Task inputs:
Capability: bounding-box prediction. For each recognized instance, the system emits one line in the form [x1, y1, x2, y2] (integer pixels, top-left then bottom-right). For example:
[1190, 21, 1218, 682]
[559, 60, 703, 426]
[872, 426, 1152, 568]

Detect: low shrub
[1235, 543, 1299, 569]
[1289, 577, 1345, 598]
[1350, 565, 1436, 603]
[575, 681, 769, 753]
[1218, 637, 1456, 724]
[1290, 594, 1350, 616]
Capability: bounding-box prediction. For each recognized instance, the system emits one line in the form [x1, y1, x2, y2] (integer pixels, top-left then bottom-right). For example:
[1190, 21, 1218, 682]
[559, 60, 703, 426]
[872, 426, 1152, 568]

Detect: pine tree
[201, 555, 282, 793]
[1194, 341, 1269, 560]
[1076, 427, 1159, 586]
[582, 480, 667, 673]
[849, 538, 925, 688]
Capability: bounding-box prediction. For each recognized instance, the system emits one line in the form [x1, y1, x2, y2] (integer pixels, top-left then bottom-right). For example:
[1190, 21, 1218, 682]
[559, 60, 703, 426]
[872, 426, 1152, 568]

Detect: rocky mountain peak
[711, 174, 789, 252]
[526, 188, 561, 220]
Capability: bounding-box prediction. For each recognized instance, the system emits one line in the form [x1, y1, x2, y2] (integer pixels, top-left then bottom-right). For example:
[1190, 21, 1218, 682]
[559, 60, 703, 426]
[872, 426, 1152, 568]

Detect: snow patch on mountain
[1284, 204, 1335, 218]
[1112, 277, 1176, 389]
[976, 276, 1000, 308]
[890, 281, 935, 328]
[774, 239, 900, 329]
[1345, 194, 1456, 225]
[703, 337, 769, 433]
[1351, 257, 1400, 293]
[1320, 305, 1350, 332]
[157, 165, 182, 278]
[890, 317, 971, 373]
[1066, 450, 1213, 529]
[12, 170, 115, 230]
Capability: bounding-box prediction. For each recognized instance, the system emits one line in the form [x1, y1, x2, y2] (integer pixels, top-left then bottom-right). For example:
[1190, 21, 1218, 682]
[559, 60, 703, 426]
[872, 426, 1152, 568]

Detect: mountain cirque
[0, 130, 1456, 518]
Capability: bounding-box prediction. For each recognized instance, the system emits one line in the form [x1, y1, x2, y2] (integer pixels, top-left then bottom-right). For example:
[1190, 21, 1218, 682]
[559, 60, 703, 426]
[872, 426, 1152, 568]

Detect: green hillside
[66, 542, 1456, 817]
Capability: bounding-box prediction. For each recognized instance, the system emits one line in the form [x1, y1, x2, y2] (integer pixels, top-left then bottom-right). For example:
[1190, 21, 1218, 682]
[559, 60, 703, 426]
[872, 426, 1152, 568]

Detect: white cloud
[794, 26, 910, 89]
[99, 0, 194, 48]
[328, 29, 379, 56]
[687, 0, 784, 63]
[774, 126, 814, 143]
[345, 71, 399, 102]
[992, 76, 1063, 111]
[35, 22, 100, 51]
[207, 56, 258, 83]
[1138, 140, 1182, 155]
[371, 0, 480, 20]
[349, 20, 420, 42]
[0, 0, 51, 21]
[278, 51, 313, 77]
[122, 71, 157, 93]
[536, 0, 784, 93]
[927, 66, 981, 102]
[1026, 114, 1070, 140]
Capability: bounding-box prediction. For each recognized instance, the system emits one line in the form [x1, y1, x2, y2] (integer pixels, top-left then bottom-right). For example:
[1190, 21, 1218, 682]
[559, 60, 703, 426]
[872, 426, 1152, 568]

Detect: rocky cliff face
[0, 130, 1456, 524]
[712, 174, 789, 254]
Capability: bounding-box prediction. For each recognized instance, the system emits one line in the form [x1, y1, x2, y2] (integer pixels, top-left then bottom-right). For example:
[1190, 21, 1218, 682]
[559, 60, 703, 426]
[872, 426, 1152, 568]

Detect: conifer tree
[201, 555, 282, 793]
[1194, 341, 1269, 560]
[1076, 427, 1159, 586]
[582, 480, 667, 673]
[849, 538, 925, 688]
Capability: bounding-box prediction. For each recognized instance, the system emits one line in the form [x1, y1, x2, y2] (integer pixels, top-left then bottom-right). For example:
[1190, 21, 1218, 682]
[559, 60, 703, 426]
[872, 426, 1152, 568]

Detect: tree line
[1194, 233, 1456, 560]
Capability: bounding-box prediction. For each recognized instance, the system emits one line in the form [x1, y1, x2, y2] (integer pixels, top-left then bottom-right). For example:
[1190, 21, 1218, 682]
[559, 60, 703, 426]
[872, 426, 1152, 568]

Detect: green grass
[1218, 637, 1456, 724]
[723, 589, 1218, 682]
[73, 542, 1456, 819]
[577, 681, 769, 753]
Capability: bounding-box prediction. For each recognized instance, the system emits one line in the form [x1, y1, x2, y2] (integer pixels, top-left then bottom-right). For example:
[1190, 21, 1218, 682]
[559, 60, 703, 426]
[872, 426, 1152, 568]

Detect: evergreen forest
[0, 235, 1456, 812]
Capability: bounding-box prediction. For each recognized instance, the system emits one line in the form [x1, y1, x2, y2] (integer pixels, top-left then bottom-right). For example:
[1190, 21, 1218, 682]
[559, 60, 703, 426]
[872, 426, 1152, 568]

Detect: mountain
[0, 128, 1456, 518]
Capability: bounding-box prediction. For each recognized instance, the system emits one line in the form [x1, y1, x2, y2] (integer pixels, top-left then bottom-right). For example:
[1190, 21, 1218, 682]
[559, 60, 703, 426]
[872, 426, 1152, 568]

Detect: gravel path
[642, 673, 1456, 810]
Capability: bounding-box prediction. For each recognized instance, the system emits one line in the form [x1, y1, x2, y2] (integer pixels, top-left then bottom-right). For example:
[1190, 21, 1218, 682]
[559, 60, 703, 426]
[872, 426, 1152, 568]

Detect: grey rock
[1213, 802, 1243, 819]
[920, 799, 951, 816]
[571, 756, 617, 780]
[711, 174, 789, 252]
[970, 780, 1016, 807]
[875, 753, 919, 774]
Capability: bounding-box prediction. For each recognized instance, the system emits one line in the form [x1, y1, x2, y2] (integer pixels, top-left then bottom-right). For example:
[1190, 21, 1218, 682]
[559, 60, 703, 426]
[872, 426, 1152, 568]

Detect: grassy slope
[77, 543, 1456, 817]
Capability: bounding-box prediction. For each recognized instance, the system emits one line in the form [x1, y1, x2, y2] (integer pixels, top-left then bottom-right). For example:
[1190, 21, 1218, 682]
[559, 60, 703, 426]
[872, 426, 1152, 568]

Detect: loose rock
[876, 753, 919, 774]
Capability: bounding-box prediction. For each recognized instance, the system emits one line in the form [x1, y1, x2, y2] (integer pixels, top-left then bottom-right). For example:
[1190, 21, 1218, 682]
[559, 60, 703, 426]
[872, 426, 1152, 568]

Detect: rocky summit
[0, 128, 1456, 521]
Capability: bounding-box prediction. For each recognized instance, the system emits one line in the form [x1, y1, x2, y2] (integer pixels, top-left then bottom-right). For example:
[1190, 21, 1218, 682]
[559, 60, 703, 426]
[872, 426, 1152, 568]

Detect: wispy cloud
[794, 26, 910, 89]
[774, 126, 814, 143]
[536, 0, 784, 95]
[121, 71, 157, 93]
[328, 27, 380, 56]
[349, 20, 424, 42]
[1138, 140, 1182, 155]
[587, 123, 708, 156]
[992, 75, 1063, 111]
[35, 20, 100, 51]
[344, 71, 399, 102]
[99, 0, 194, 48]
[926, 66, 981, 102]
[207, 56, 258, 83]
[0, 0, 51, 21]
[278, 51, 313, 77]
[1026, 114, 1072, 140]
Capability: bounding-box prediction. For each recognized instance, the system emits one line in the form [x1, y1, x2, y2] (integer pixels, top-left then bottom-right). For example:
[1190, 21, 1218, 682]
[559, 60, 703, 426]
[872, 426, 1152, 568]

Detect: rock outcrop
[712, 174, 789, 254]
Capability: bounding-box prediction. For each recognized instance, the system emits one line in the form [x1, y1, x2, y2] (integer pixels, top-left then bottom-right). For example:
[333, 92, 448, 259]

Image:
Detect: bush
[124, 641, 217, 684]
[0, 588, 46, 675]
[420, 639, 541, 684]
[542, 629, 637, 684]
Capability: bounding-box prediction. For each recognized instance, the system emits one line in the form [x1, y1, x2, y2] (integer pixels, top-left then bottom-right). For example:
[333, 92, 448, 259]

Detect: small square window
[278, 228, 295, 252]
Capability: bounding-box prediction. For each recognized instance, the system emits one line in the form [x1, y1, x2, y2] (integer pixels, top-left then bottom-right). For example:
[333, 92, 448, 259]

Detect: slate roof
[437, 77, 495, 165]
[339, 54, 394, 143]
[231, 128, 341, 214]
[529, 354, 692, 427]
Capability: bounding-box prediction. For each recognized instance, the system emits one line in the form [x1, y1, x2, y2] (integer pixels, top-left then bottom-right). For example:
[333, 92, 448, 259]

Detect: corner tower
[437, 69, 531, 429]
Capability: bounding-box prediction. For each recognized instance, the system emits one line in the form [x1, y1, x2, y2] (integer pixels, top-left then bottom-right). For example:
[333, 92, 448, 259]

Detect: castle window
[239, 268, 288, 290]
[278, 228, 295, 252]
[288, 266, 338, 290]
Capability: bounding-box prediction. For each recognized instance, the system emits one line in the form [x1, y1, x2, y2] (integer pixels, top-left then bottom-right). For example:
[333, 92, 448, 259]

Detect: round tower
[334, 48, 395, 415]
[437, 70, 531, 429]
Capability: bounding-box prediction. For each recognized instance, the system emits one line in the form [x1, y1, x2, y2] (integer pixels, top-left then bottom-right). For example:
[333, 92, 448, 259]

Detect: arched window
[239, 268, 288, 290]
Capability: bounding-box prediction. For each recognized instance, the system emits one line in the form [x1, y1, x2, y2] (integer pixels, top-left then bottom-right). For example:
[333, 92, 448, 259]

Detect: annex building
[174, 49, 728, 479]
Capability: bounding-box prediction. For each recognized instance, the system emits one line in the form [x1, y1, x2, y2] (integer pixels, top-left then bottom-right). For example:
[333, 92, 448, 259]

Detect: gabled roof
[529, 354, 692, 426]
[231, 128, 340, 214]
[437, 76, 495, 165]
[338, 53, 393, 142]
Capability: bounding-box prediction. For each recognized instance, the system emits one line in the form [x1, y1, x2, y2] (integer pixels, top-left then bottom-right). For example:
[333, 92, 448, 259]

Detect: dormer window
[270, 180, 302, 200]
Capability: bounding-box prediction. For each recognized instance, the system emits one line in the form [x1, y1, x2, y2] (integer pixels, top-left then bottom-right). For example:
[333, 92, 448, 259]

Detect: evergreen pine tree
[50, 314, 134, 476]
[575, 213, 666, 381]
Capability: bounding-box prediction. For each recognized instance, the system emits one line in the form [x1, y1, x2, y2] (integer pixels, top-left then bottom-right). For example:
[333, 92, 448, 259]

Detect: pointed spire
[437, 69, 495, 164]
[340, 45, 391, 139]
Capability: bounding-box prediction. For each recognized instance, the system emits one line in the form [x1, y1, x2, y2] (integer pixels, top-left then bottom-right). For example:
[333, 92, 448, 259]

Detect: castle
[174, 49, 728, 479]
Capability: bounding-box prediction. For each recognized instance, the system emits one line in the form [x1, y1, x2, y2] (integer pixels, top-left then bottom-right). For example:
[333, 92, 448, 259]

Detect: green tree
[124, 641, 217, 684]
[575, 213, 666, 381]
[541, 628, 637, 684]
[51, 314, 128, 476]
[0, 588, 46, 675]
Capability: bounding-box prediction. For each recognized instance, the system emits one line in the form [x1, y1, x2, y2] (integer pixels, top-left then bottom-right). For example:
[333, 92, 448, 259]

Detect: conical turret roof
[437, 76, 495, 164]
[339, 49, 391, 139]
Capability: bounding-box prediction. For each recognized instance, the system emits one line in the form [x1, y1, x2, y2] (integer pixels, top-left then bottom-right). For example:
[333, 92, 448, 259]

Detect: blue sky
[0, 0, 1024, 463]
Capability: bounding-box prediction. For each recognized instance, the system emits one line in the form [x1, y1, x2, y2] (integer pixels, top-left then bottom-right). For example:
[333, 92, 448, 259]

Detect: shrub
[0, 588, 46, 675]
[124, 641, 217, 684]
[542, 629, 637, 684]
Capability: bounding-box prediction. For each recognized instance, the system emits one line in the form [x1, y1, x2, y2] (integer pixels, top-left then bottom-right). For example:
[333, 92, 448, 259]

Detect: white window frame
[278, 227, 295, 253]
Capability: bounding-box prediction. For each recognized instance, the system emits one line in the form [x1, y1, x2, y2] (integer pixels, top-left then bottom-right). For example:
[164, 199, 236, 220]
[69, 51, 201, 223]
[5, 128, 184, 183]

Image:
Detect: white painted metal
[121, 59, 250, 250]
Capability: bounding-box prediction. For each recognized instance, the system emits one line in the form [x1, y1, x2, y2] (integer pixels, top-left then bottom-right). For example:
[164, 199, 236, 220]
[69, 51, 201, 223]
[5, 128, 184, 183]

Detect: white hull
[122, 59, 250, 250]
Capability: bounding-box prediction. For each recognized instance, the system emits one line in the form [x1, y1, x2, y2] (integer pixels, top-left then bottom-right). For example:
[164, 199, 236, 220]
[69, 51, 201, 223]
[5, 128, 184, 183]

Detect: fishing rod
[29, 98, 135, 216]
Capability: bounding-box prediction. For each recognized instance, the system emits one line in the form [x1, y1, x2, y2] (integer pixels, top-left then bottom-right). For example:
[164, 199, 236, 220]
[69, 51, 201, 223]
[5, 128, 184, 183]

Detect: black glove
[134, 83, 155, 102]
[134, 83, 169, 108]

Problem to solve: Copy everything from the start of the rows down through the line containing "[1235, 543, 1299, 569]", replacing "low shrub" with "small bush" and leaving all else as it is.

Output of the task:
Capability: bounding-box prediction. For each recognized instance, the system emits one line in the form [x1, y1, x2, y2] (integer pixels, top-left then bottom-right). For example:
[1190, 21, 1218, 682]
[559, 60, 703, 426]
[872, 426, 1152, 568]

Detect: small bush
[1235, 543, 1299, 569]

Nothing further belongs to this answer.